» **Texte fourni**:
En Irak ces drapeaux personnifient les tensions intercommunautaires et inter-ethniques. Un jeu de ping-pong parlementaire, de lutte politique interne et régionale qui pourrait bel et bien se muer en affrontement mortifère sur fond de guerre fratricide.

Kirkuk et Mossoul, comme à l’accoutumée, sont au centre des convoitises.

Kirkuk d’abord, dont la Constitution de 2005 devait établir la destinée au plus tard en 2007 par référendum et qui est issue du projet majoritairement rédigé par les kurdes et affiné par voies de négociations, plus poussées cette fois avec les chiites, un peu, avec les sunnites. Une Constitution des meurtris du régime de Saddam. Une revanche presque plus qu’une Constitution. Kirkuk dont les réserves pétrolifères ouvrent les appétits et attisent les convoitises. Ville pourtant historiquement kurde mais dont le Raïs tenait tant à falsifier les origines qu’il sera le premier à appliquer une politique pourtant bien connue et utilisée par les potentats régionaux depuis lors : l’arabisation. Le principe est simple, inverser à coups de déplacements de populations, la démographie de la ville. Changer le rapport de force et ainsi faire taire les aspirations insolentes des locaux. Travestir l’histoire pour s’approprier les ressources. Les perdants ne seront pas seulement les kurdes qui se disent encore aujourd’hui spoliés en oubliant bien vite, et à dessein, les Turkmènes, épines dans le pied des aspirations unitaires kurdes. Les kurdes aussi, maintenant que la revanche est à leur portée, que l’histoire est de leur côté, seraient bien tentés de négliger une partie de cette dernière.

» **Extrait de données**:
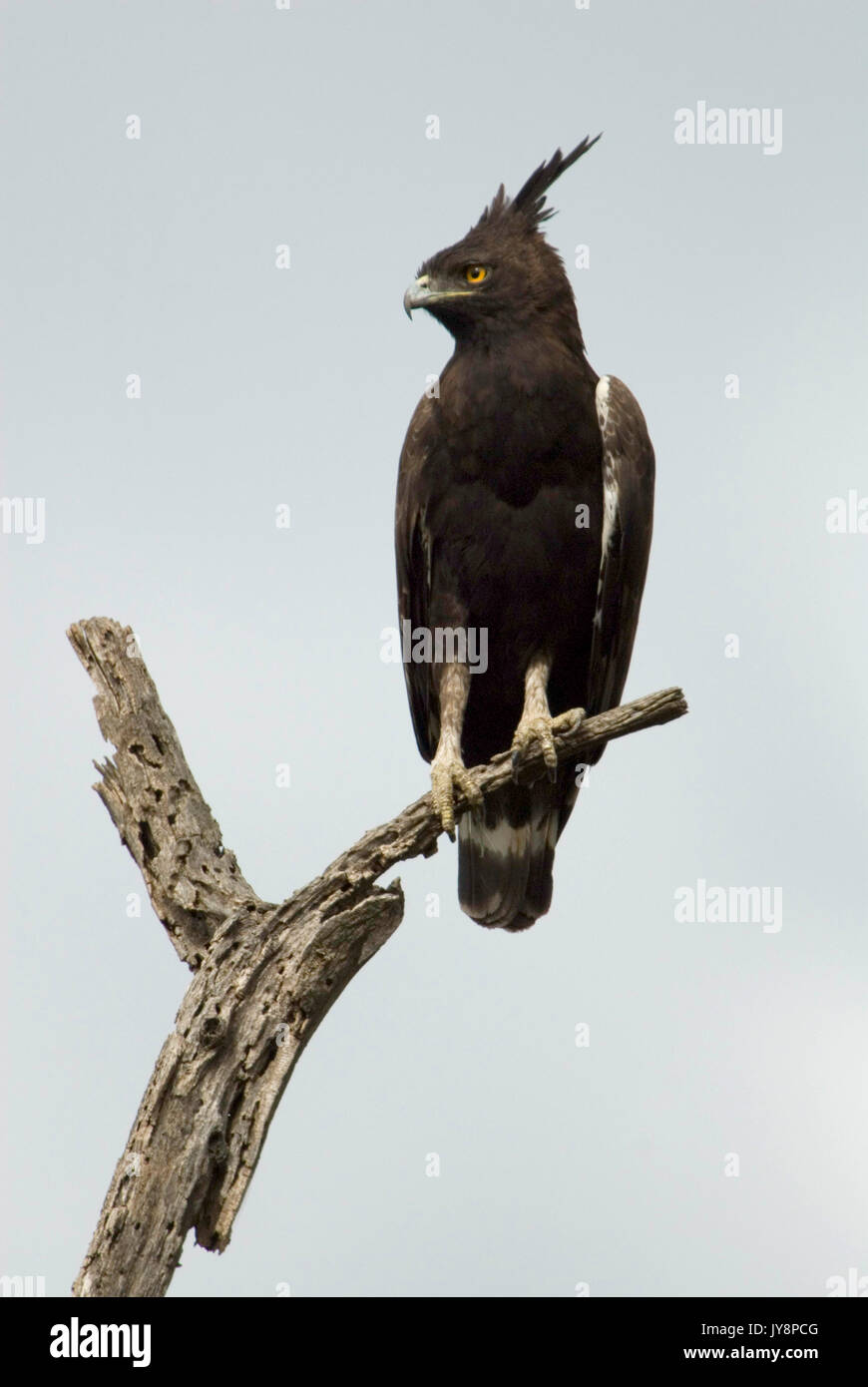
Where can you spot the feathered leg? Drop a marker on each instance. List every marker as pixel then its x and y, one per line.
pixel 448 768
pixel 536 721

» **Objectif A**: D'après le texte sur Kirkuk, quand et par quel moyen la Constitution de 2005 devait-elle établir la destinée de la ville ?
» **Objectif B**: Poursuivez le texte sur les tensions autour de Kirkuk et Mossoul en reprenant juste après sa dernière phrase.

» **Réponse attendue A**: Au plus tard en 2007, par référendum.

» **Réponse attendue B**:
région de Qayyara, Irak. Photo: AP

Kirkuk sujet de toutes les tensions entre le pouvoir central de Bagdad et celui régional d’Erbil. L’enjeu : les centaines de milliers de barils de pétrole extraits tous les jours de la ville et ses abords. Ces barils, la Constitution de 2005, ne les a pas oubliés, elle. Ni ne les ont oubliés ceux qui ont négocié le texte fondateur. Ils occupent une place de choix, ces barils, dans la répartition des richesses. Entre les chiites ne voyant pas d’un bon œil un fédéralisme mais prêts néanmoins à arrondir les angles tant qu’ils n’y perdraient pas au change. Les Kurdes pour qui un fédéralisme avec une autonomie confirmée, pleine et presqu’entière de leur région, n’était même pas sujette à discussions. Et les sunnites enfin, qui percevaient dans ce partage un bien mauvais présage sur la place qu’ils occuperaient dans ce nouvel Irak et qui ne voulaient pas d’un fédéralisme qui donnerait trop de latitude aux régions qui mécaniquement ne partageraient pas les ressources. C’est évidemment le fédéralisme qui l’emporta. Un pays, une capitale, 19 gouvernorats et une région.

Une région, avec son armée, son parlement, ses forces de sécurité, sa gestion des ressources et son budget. C’est là où le bât blesse. La nouvelle Dubaï n’était qu’un mirage. Pendant longtemps le Kurdistan irakien pouvait s’enorgueillir de n’avoir pas souffert de la dévaluation du dinar irakien de Bagdad dans les années suivant l’embargo. Pendant longtemps le Kurdistan pouvait se targuer d’avoir sa propre monnaie, plus forte, plus stable, enviée même par les compatriotes, le fameux dinar Suisse. Cette fois la région n’échappa pas à la crise économique.

Pourtant un accord avait été acté, pour palier d’avance aux disputes anticipées.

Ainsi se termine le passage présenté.